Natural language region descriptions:
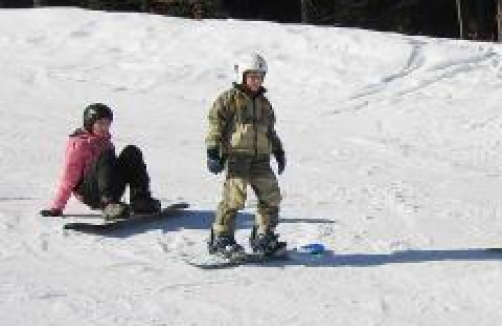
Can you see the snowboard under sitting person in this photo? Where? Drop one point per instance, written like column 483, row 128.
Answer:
column 95, row 175
column 242, row 138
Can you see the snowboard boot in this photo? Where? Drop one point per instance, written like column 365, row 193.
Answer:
column 267, row 244
column 115, row 211
column 146, row 205
column 224, row 245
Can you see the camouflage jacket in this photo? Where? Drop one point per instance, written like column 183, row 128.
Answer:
column 241, row 124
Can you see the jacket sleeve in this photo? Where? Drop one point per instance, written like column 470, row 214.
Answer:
column 217, row 123
column 73, row 171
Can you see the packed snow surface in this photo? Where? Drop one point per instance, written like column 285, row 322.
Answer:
column 394, row 150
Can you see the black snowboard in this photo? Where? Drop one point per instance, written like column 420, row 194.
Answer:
column 103, row 227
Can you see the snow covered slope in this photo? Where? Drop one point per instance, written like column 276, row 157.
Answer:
column 394, row 150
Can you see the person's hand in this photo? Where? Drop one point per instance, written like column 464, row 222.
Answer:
column 215, row 163
column 51, row 212
column 280, row 157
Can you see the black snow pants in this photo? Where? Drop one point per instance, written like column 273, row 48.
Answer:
column 107, row 178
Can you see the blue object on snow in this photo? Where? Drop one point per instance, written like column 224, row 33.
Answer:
column 312, row 248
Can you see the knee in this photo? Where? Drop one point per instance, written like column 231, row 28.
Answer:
column 131, row 153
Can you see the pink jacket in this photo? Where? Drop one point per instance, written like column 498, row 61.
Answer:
column 82, row 149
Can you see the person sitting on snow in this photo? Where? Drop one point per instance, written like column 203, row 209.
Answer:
column 97, row 176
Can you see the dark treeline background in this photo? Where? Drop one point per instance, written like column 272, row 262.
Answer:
column 470, row 19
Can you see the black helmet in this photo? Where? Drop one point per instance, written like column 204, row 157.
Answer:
column 94, row 112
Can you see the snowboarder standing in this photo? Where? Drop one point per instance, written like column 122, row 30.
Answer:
column 97, row 176
column 242, row 137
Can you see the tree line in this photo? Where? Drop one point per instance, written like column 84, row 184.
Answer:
column 469, row 19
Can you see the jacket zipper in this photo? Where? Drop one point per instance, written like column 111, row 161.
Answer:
column 255, row 128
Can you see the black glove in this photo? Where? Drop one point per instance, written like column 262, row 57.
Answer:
column 51, row 212
column 215, row 163
column 280, row 157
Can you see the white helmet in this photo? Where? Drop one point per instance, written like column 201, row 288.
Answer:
column 250, row 62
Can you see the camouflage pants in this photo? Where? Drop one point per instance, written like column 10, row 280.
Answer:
column 241, row 173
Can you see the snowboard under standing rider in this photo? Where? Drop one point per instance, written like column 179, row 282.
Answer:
column 95, row 175
column 242, row 138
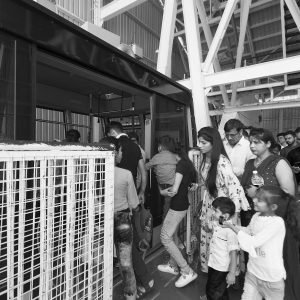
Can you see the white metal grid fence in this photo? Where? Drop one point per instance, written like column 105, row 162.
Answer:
column 56, row 223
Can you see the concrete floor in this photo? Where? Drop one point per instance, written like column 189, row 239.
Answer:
column 164, row 288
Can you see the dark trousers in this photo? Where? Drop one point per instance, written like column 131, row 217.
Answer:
column 246, row 217
column 140, row 269
column 123, row 236
column 216, row 287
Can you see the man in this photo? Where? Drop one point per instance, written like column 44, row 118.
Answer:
column 125, row 202
column 297, row 132
column 290, row 138
column 294, row 159
column 132, row 159
column 281, row 140
column 135, row 138
column 237, row 146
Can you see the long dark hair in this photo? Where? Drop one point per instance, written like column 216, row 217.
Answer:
column 212, row 135
column 288, row 208
column 263, row 135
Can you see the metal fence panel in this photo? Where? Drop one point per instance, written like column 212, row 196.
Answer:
column 56, row 223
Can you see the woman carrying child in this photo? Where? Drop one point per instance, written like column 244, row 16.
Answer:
column 274, row 171
column 184, row 176
column 263, row 239
column 218, row 180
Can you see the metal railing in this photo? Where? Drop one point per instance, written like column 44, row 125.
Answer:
column 56, row 222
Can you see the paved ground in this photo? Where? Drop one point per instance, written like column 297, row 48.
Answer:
column 164, row 288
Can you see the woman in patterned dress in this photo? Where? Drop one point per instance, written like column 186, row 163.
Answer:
column 218, row 180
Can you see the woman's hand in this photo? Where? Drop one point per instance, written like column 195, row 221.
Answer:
column 164, row 192
column 230, row 279
column 193, row 187
column 251, row 191
column 171, row 192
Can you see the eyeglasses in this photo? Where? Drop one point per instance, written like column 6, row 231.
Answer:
column 231, row 135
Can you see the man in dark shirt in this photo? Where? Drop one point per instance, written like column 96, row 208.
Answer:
column 132, row 158
column 294, row 159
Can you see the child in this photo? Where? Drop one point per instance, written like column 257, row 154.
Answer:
column 222, row 262
column 164, row 162
column 263, row 239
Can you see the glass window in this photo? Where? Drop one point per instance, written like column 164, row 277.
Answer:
column 49, row 125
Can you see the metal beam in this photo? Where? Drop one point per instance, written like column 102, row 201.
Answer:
column 245, row 7
column 254, row 7
column 283, row 34
column 195, row 60
column 267, row 69
column 117, row 7
column 295, row 11
column 164, row 60
column 209, row 38
column 221, row 30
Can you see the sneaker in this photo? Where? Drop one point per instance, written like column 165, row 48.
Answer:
column 185, row 279
column 167, row 269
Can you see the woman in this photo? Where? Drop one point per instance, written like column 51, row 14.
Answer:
column 217, row 179
column 185, row 174
column 125, row 201
column 275, row 171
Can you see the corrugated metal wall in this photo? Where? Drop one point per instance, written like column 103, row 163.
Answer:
column 140, row 25
column 79, row 8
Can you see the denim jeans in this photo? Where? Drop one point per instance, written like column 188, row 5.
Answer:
column 123, row 243
column 168, row 230
column 256, row 289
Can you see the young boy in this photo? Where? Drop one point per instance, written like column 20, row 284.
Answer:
column 222, row 260
column 164, row 165
column 164, row 162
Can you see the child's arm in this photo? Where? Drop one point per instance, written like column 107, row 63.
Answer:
column 230, row 278
column 249, row 243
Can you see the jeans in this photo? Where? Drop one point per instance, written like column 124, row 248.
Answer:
column 141, row 272
column 256, row 289
column 168, row 230
column 216, row 287
column 123, row 243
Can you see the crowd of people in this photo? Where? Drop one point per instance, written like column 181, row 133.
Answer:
column 249, row 212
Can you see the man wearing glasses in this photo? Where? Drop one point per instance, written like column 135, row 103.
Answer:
column 236, row 146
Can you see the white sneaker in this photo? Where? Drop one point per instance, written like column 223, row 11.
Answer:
column 167, row 269
column 185, row 279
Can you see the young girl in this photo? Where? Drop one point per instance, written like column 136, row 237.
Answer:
column 263, row 239
column 184, row 176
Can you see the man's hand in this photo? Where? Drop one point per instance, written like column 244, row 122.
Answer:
column 193, row 187
column 230, row 279
column 143, row 245
column 251, row 191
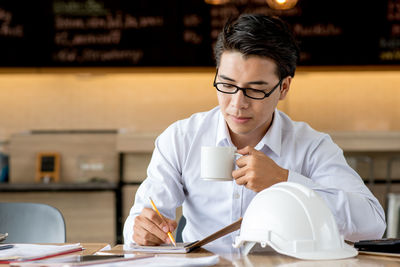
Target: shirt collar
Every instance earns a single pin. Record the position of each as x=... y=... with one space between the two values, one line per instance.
x=271 y=139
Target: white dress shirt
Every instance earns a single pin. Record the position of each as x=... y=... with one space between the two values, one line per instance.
x=312 y=158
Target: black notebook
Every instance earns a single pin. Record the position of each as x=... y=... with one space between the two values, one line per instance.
x=385 y=245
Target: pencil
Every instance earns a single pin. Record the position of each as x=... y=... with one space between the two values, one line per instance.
x=159 y=214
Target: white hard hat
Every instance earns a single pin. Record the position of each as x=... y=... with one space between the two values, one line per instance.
x=295 y=221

What you are asked to do: In the entries above, count each line holding "helmet" and report the total and nothing more.

Response area: 2